* Text provided:
Another threat to the customer is unknowingly being directed to a false website. This can result from a Domain Name System (DNS) attack, in which false information is entered in a DNS server or the name service cache of the customer's computer. This leads to translating a correct URL into an incorrect IP address—the address of a false website. A protocol that ensures that you really are talking to whom you think you're talking is said to provide authentication. Authentication entails integrity, since it is meaningless to say that a message came from a certain participant if it is no longer the same message.
The owner of the website can be attacked as well. Some websites have been defaced; the files that make up the website content have been remotely accessed and modified without authorization. That is an issue of access control: enforcing the rules regarding who is allowed to do what. Websites have also been subject to denial of service (DoS) attacks, during which would-be customers are unable to access the website because it is being overwhelmed by bogus requests. Ensuring a degree of access is called availability.
In addition to these issues, the Internet has notably been used as a means for deploying malicious code, generally called malware, that exploits vulnerabilities in end systems. Worms, pieces of self-replicating code that spread over networks, have been known for several decades and continue to cause problems, as do their relatives, viruses, which are spread by the transmission of infected files. Infected machines can then be arranged into botnets, which can be used to inflict further harm, such as launching DoS attacks.

* Tasks to complete:
1. Answer these questions using the network security passage.
(a) What is a protocol said to provide when it ensures that you really are talking to whom you think you're talking?
(b) What is the name for ensuring a degree of access to a website?
(c) How are viruses spread?
2. Proceed with the network security passage, picking up after its final sentence.
The lines after this note are separate material and have nothing to do with the network security passage.

* Region descriptions in natural language:

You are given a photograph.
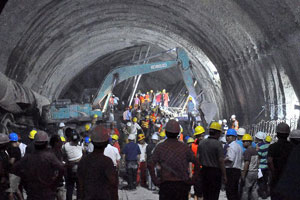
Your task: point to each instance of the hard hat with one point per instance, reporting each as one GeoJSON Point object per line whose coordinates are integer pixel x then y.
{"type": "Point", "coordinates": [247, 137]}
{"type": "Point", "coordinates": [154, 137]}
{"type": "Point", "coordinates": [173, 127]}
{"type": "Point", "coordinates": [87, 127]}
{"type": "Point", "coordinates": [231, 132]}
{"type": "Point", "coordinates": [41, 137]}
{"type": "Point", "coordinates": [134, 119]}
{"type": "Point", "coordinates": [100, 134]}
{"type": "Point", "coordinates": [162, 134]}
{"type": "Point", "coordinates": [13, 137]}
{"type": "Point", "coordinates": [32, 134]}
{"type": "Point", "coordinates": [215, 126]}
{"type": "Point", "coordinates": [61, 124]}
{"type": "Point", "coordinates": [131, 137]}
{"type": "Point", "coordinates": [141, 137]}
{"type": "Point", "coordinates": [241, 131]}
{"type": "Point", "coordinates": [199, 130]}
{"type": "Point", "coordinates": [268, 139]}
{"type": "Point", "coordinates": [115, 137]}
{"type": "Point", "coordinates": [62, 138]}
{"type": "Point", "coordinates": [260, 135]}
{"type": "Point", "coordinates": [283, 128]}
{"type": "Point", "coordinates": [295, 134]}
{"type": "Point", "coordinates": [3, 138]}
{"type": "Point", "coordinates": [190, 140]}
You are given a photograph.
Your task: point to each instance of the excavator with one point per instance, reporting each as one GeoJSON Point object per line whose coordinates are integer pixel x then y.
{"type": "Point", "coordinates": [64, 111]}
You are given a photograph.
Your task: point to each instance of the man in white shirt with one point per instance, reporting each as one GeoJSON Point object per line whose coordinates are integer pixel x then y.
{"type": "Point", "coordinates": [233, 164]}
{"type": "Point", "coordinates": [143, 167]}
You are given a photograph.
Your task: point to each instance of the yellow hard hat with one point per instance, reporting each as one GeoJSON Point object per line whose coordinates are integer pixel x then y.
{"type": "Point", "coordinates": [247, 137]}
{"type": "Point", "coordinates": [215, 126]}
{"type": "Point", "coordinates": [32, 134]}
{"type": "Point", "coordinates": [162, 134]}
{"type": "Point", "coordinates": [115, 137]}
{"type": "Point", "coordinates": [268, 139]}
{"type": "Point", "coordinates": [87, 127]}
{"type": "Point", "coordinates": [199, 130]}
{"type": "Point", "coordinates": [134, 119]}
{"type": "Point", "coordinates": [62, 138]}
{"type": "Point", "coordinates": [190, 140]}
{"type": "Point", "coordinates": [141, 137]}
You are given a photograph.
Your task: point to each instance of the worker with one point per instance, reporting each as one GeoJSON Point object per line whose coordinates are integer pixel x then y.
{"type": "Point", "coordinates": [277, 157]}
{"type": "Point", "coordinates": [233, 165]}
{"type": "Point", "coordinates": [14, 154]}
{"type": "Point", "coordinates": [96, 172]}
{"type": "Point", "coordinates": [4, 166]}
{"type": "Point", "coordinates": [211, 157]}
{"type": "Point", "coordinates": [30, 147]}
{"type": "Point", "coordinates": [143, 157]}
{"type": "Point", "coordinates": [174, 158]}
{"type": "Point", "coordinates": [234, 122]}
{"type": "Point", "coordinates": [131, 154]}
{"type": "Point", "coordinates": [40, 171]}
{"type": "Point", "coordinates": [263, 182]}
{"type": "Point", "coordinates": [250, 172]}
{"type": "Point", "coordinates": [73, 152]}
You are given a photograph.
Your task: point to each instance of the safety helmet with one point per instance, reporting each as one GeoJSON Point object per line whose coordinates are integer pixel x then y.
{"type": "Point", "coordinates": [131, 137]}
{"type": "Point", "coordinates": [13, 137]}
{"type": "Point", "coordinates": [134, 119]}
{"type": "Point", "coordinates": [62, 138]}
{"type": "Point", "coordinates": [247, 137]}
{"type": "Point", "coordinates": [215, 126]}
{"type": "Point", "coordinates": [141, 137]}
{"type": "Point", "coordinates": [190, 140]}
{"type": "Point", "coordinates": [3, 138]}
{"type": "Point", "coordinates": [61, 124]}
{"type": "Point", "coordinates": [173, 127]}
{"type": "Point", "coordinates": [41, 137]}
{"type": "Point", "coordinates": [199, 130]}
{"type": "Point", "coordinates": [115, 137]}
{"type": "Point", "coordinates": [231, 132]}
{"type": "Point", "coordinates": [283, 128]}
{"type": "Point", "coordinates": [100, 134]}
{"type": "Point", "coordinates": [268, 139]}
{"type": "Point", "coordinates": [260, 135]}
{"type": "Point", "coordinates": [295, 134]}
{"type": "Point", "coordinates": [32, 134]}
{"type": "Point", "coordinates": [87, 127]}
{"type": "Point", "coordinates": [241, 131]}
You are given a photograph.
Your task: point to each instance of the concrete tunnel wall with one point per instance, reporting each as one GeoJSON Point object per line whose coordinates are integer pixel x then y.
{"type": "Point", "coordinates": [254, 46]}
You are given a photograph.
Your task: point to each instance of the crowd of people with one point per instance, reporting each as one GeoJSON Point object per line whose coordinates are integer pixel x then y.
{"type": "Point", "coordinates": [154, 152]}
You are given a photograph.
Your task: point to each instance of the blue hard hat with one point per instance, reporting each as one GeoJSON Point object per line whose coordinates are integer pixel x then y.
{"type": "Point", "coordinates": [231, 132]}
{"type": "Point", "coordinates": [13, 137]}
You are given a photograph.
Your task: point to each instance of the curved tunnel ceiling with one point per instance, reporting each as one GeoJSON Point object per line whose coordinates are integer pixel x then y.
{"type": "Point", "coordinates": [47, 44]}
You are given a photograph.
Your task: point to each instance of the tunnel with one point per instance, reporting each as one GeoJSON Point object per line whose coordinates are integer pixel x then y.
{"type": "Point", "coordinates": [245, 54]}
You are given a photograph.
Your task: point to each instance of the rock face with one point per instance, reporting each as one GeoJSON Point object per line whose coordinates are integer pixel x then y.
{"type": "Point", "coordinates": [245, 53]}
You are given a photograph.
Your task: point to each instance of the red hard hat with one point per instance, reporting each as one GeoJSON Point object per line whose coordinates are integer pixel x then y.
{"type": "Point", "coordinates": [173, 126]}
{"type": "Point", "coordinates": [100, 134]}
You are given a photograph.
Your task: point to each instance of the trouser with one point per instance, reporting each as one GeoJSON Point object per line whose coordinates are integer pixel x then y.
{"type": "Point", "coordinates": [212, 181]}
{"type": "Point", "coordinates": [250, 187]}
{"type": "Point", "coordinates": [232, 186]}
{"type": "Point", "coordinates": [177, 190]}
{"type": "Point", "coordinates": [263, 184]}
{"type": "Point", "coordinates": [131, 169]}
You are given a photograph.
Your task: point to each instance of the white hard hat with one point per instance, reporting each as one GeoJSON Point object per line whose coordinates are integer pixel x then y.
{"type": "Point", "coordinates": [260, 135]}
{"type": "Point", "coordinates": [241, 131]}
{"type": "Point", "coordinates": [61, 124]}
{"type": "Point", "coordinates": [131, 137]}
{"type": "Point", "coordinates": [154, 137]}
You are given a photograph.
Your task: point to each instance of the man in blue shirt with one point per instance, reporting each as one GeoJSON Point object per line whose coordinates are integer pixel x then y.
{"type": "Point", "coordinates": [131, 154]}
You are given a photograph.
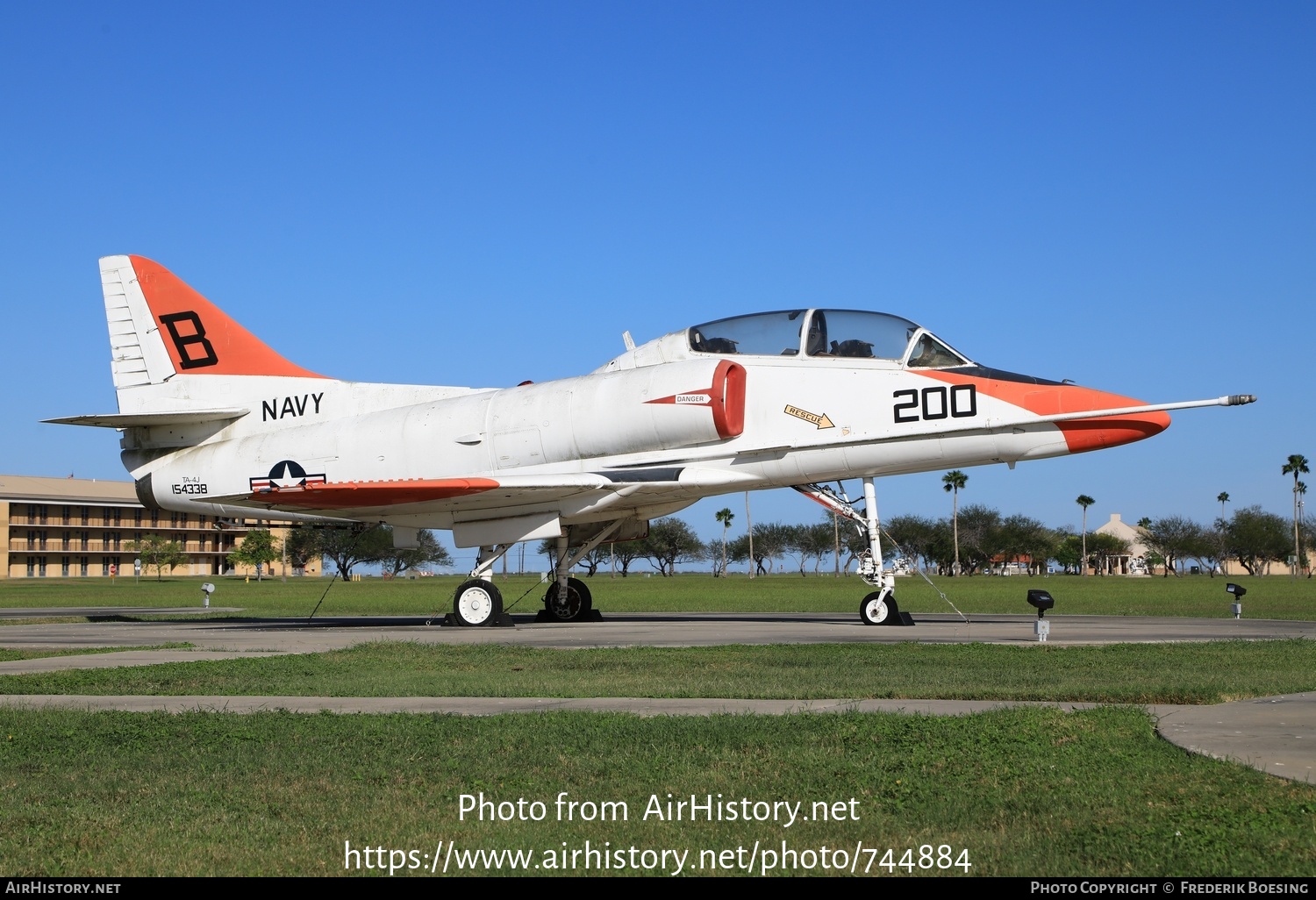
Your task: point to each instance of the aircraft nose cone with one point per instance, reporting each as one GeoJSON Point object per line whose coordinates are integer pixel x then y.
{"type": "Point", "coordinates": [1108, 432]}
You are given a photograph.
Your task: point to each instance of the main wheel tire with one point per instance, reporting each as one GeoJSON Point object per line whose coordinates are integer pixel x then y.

* Exercise results:
1.
(a) Authentication.
(b) Availability.
(c) By the transmission of infected files.

2.
Although the Internet was designed with the redundancy to survive problems such as the disruption of a link or router, it was not originally designed to provide the kind of security we have been discussing. Internet security mechanisms have essentially been patches. If a comprehensive redesign of the Internet were to take place, integrating security would likely be the foremost driving factor. That possibility makes this chapter all the more pertinent.
There are many tools today for securing networked systems, ranging from various forms of cryptography to specialized devices such as firewalls. This chapter introduces these tools with a particular focus on the use of cryptographic methods to improve network security. Improving the security of networks continues to be a field of rapid change and considerable research effort.